Exercise objective: Could you give the entries again, exactly as written?

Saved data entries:
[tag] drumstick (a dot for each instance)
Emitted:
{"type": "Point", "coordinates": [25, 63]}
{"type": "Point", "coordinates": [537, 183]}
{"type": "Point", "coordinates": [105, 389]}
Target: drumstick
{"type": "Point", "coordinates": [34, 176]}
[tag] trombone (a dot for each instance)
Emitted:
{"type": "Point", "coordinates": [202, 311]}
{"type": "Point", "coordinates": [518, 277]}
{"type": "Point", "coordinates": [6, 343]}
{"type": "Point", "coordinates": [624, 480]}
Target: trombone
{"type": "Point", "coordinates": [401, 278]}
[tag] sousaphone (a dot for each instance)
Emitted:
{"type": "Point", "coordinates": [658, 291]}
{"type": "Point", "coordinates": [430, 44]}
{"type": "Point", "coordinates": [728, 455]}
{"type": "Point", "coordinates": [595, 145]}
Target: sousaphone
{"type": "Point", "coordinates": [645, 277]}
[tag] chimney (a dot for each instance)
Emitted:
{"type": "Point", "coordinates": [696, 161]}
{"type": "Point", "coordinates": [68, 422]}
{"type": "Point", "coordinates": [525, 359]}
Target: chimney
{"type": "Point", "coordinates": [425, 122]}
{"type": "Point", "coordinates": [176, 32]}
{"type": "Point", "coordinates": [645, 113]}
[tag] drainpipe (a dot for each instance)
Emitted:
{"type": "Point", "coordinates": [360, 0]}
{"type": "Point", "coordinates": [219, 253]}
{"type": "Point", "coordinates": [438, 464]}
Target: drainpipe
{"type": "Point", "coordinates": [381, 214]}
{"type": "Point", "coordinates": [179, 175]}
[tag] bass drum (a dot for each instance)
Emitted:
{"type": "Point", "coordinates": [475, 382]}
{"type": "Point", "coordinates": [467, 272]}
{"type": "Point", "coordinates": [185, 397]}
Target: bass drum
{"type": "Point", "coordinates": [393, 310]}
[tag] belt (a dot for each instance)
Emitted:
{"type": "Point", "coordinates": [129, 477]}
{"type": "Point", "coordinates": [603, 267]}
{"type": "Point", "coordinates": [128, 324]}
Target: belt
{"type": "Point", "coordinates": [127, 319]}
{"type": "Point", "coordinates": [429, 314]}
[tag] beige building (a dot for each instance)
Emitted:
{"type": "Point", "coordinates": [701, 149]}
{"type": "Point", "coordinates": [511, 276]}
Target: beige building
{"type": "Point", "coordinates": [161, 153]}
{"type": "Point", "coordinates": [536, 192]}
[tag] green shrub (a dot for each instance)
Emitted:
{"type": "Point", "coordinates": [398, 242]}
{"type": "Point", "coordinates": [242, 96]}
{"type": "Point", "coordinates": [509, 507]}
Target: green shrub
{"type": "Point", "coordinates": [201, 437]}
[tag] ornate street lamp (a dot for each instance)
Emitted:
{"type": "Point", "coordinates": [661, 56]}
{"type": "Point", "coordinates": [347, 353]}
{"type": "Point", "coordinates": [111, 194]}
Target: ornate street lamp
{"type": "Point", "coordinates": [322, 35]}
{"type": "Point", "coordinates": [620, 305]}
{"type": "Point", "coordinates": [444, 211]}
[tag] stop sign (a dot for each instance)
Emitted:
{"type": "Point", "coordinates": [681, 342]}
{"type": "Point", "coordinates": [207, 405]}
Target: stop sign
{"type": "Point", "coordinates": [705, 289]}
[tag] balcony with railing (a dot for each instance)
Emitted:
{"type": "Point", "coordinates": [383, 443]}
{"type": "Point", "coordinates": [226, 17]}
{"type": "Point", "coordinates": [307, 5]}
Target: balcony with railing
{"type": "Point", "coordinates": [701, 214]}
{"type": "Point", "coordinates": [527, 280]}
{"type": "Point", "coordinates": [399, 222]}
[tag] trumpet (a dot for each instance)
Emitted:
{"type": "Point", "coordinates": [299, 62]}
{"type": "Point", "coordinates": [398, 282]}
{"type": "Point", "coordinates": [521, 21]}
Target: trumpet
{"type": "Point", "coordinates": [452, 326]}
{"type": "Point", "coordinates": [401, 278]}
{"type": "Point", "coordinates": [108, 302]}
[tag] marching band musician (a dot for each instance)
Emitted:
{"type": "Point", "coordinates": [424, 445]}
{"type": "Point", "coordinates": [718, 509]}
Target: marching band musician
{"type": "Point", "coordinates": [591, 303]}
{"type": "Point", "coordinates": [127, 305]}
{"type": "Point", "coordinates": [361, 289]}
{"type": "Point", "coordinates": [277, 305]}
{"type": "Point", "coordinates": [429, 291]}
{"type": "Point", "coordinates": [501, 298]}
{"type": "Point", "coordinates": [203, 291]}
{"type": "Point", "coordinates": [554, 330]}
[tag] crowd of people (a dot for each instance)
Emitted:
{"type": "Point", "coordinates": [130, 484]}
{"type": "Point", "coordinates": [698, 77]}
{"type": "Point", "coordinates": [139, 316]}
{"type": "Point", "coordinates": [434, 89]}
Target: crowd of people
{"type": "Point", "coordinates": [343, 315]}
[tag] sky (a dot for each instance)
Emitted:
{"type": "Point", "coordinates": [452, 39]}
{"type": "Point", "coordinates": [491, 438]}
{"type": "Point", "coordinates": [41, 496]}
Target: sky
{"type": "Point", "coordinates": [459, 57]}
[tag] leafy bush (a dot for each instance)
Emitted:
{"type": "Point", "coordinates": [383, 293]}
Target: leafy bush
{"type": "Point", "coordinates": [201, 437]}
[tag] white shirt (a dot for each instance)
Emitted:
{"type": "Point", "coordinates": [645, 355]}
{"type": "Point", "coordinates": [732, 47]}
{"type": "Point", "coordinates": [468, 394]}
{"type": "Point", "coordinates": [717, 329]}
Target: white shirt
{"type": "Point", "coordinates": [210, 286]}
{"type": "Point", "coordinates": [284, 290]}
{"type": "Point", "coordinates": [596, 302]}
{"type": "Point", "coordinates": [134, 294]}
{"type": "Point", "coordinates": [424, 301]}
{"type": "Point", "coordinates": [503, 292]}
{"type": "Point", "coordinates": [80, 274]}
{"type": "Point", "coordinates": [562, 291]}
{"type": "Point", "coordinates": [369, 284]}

Task result:
[tag] drumstick (a dot for each instance)
Emitted:
{"type": "Point", "coordinates": [25, 63]}
{"type": "Point", "coordinates": [537, 183]}
{"type": "Point", "coordinates": [105, 389]}
Target: drumstick
{"type": "Point", "coordinates": [34, 176]}
[tag] trombone (a dot for each instance)
Emitted:
{"type": "Point", "coordinates": [202, 311]}
{"type": "Point", "coordinates": [518, 277]}
{"type": "Point", "coordinates": [6, 343]}
{"type": "Point", "coordinates": [624, 480]}
Target: trombone
{"type": "Point", "coordinates": [401, 278]}
[tag] sousaphone (a dot for each instance)
Emitted:
{"type": "Point", "coordinates": [658, 291]}
{"type": "Point", "coordinates": [430, 44]}
{"type": "Point", "coordinates": [728, 455]}
{"type": "Point", "coordinates": [595, 145]}
Target: sousaphone
{"type": "Point", "coordinates": [645, 277]}
[tag] chimney (a dot for each instance)
Emitted:
{"type": "Point", "coordinates": [696, 161]}
{"type": "Point", "coordinates": [68, 422]}
{"type": "Point", "coordinates": [525, 359]}
Target: chimney
{"type": "Point", "coordinates": [425, 122]}
{"type": "Point", "coordinates": [176, 32]}
{"type": "Point", "coordinates": [645, 113]}
[tag] drainpipe (a dot for each instance)
Emitted:
{"type": "Point", "coordinates": [360, 0]}
{"type": "Point", "coordinates": [219, 253]}
{"type": "Point", "coordinates": [438, 464]}
Target: drainpipe
{"type": "Point", "coordinates": [381, 214]}
{"type": "Point", "coordinates": [179, 175]}
[tag] bass drum (a dot for each instance)
Emitted:
{"type": "Point", "coordinates": [475, 382]}
{"type": "Point", "coordinates": [467, 272]}
{"type": "Point", "coordinates": [185, 397]}
Target: bass drum
{"type": "Point", "coordinates": [393, 310]}
[tag] belt (a dot for each instance)
Emitted:
{"type": "Point", "coordinates": [129, 477]}
{"type": "Point", "coordinates": [603, 267]}
{"type": "Point", "coordinates": [128, 324]}
Target: belt
{"type": "Point", "coordinates": [127, 319]}
{"type": "Point", "coordinates": [429, 314]}
[tag] beige building (a dot for each instance)
Emitted:
{"type": "Point", "coordinates": [701, 149]}
{"type": "Point", "coordinates": [511, 276]}
Target: beige building
{"type": "Point", "coordinates": [161, 153]}
{"type": "Point", "coordinates": [536, 192]}
[tag] green shrub (a dot for each instance)
Emitted:
{"type": "Point", "coordinates": [398, 242]}
{"type": "Point", "coordinates": [242, 96]}
{"type": "Point", "coordinates": [509, 507]}
Target: green shrub
{"type": "Point", "coordinates": [201, 437]}
[tag] ornate street lamp (a dot for each instance)
Emitted:
{"type": "Point", "coordinates": [661, 56]}
{"type": "Point", "coordinates": [347, 353]}
{"type": "Point", "coordinates": [111, 194]}
Target: ornate street lamp
{"type": "Point", "coordinates": [322, 35]}
{"type": "Point", "coordinates": [620, 305]}
{"type": "Point", "coordinates": [444, 211]}
[tag] stop sign (a dot for each instance)
Emitted:
{"type": "Point", "coordinates": [681, 342]}
{"type": "Point", "coordinates": [207, 405]}
Target: stop sign
{"type": "Point", "coordinates": [705, 289]}
[tag] balcony with railing (a dot for each instance)
Emitted:
{"type": "Point", "coordinates": [383, 443]}
{"type": "Point", "coordinates": [226, 17]}
{"type": "Point", "coordinates": [307, 5]}
Target: balcony with railing
{"type": "Point", "coordinates": [701, 214]}
{"type": "Point", "coordinates": [527, 280]}
{"type": "Point", "coordinates": [399, 222]}
[tag] trumpet (a dot for each instance)
Emitted:
{"type": "Point", "coordinates": [299, 62]}
{"type": "Point", "coordinates": [398, 282]}
{"type": "Point", "coordinates": [521, 21]}
Target: trumpet
{"type": "Point", "coordinates": [452, 326]}
{"type": "Point", "coordinates": [401, 278]}
{"type": "Point", "coordinates": [108, 302]}
[tag] marching band musician (a dot for each instance)
Emitted:
{"type": "Point", "coordinates": [424, 445]}
{"type": "Point", "coordinates": [718, 509]}
Target: marching band musician
{"type": "Point", "coordinates": [591, 303]}
{"type": "Point", "coordinates": [127, 305]}
{"type": "Point", "coordinates": [361, 289]}
{"type": "Point", "coordinates": [277, 305]}
{"type": "Point", "coordinates": [429, 291]}
{"type": "Point", "coordinates": [501, 298]}
{"type": "Point", "coordinates": [203, 291]}
{"type": "Point", "coordinates": [554, 330]}
[tag] crowd of people (a dot for each instance)
Emitted:
{"type": "Point", "coordinates": [130, 484]}
{"type": "Point", "coordinates": [698, 77]}
{"type": "Point", "coordinates": [139, 316]}
{"type": "Point", "coordinates": [434, 89]}
Target: crowd of people
{"type": "Point", "coordinates": [343, 315]}
[tag] sky (a dot for each instance)
Emitted:
{"type": "Point", "coordinates": [452, 39]}
{"type": "Point", "coordinates": [491, 438]}
{"type": "Point", "coordinates": [41, 496]}
Target: sky
{"type": "Point", "coordinates": [459, 57]}
[tag] leafy bush (a dot for each instance)
Emitted:
{"type": "Point", "coordinates": [383, 293]}
Target: leafy bush
{"type": "Point", "coordinates": [201, 437]}
[tag] white shirt (a dot for each instance)
Emitted:
{"type": "Point", "coordinates": [645, 355]}
{"type": "Point", "coordinates": [732, 47]}
{"type": "Point", "coordinates": [468, 394]}
{"type": "Point", "coordinates": [717, 329]}
Target: white shirt
{"type": "Point", "coordinates": [210, 286]}
{"type": "Point", "coordinates": [284, 290]}
{"type": "Point", "coordinates": [596, 302]}
{"type": "Point", "coordinates": [134, 294]}
{"type": "Point", "coordinates": [424, 301]}
{"type": "Point", "coordinates": [503, 292]}
{"type": "Point", "coordinates": [80, 274]}
{"type": "Point", "coordinates": [562, 291]}
{"type": "Point", "coordinates": [369, 284]}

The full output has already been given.